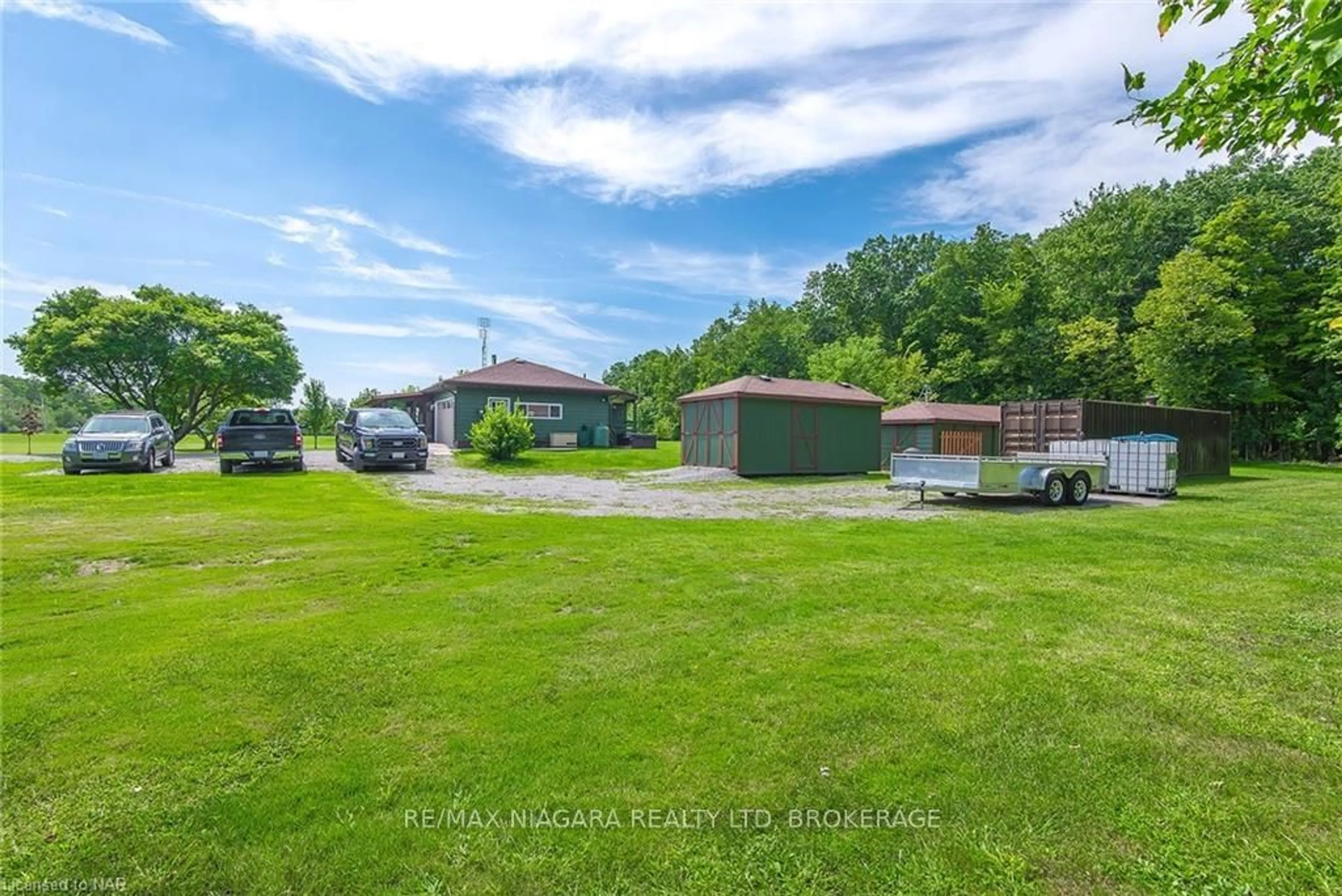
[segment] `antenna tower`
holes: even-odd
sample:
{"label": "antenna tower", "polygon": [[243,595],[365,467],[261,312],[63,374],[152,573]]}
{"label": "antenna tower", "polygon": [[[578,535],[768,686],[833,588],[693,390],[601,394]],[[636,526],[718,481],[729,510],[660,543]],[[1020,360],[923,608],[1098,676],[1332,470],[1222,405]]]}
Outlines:
{"label": "antenna tower", "polygon": [[476,321],[480,325],[480,366],[490,366],[490,319],[480,318]]}

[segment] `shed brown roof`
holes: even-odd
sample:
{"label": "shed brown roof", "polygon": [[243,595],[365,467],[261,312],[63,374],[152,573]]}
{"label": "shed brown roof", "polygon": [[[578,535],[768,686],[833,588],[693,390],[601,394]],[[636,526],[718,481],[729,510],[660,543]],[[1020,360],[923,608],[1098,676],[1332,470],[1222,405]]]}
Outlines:
{"label": "shed brown roof", "polygon": [[956,405],[935,401],[914,401],[880,414],[882,424],[891,423],[980,423],[1001,425],[1002,413],[997,405]]}
{"label": "shed brown roof", "polygon": [[753,398],[794,398],[848,405],[883,405],[886,400],[847,382],[815,382],[812,380],[784,380],[782,377],[737,377],[707,389],[680,396],[676,401],[701,401],[725,396]]}
{"label": "shed brown roof", "polygon": [[424,392],[440,392],[454,386],[499,386],[505,389],[546,389],[554,392],[589,392],[603,396],[632,396],[600,380],[588,380],[534,361],[509,358],[499,363],[440,380]]}

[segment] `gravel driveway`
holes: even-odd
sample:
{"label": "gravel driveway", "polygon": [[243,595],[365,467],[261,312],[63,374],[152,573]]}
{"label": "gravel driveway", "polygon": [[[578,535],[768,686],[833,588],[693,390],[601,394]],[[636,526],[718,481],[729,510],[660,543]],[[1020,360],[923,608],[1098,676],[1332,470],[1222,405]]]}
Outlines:
{"label": "gravel driveway", "polygon": [[[334,451],[309,451],[303,456],[305,463],[309,469],[323,469],[323,471],[349,471],[345,464],[336,463]],[[0,461],[12,464],[31,464],[34,461],[60,461],[60,455],[0,455]],[[121,473],[119,469],[107,471],[90,471],[83,475],[86,476],[114,476]],[[217,473],[219,460],[215,455],[204,451],[185,451],[177,455],[177,461],[172,467],[158,467],[154,469],[154,475],[158,473]],[[239,467],[236,475],[256,475],[272,472],[267,471],[264,467]],[[274,471],[283,472],[283,471]],[[54,467],[51,469],[43,469],[40,472],[30,473],[32,476],[50,476],[60,475],[60,468]]]}
{"label": "gravel driveway", "polygon": [[[894,495],[876,478],[836,478],[833,482],[788,483],[749,480],[726,469],[675,467],[620,478],[572,475],[503,475],[459,467],[448,452],[437,448],[425,472],[385,469],[365,473],[385,479],[403,496],[452,496],[463,507],[487,512],[549,511],[574,516],[658,516],[678,519],[905,519],[919,520],[947,510],[988,512],[1068,512],[1045,508],[1028,498],[942,498],[929,496],[925,506]],[[55,457],[0,456],[8,461],[55,460]],[[157,472],[217,472],[213,455],[183,453],[170,469]],[[336,463],[331,451],[307,452],[307,469],[350,472]],[[263,475],[263,468],[239,468],[235,475]],[[31,475],[59,475],[60,468]],[[110,473],[87,473],[110,475]],[[156,473],[157,475],[157,473]],[[291,475],[276,472],[275,475]],[[437,503],[437,502],[435,502]],[[1122,504],[1158,506],[1165,502],[1130,495],[1094,495],[1080,510]]]}

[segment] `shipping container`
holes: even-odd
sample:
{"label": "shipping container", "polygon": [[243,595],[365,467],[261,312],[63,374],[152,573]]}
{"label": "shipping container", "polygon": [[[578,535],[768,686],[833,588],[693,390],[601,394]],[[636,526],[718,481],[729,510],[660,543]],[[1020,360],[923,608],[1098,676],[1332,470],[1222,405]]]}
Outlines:
{"label": "shipping container", "polygon": [[1180,476],[1231,473],[1231,414],[1165,405],[1062,398],[1002,402],[1002,452],[1048,451],[1052,441],[1165,433],[1178,439]]}

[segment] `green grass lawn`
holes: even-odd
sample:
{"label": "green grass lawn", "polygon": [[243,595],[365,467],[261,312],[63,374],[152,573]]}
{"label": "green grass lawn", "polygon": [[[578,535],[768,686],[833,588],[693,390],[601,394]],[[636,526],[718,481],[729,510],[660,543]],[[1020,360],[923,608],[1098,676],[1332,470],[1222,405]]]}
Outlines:
{"label": "green grass lawn", "polygon": [[656,448],[576,448],[533,449],[513,460],[491,461],[474,451],[455,451],[462,467],[497,473],[574,473],[578,476],[621,476],[643,469],[680,465],[680,443],[659,441]]}
{"label": "green grass lawn", "polygon": [[[0,464],[8,881],[1342,889],[1337,471],[789,523],[38,468]],[[621,826],[407,824],[542,809]],[[678,809],[773,824],[636,826]]]}

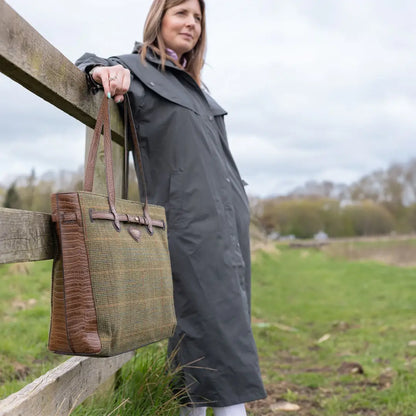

• EXERCISE REQUIREMENTS:
Pick out every line of the rows above that contains the string "brown", with case counting.

• SOLUTION TO THIS TASK:
[segment] `shed brown roof`
{"label": "shed brown roof", "polygon": [[243,595],[365,467],[261,312],[63,374],[152,573]]}
{"label": "shed brown roof", "polygon": [[[578,535],[768,686],[833,588],[693,390],[601,394]],[[636,526],[718,481],[729,510],[660,543]],[[1020,360],[923,608],[1098,676],[1332,470],[1222,405]]]}
{"label": "shed brown roof", "polygon": [[956,405],[935,401],[914,401],[880,414],[882,424],[891,423],[980,423],[1001,425],[1002,413],[997,405]]}
{"label": "shed brown roof", "polygon": [[753,398],[794,398],[848,405],[883,405],[886,400],[847,382],[815,382],[812,380],[784,380],[782,377],[737,377],[707,389],[680,396],[676,401],[701,401],[725,396]]}
{"label": "shed brown roof", "polygon": [[424,392],[440,392],[454,386],[499,386],[505,389],[546,389],[554,392],[589,392],[603,396],[632,396],[600,380],[588,380],[534,361],[509,358],[499,363],[440,380]]}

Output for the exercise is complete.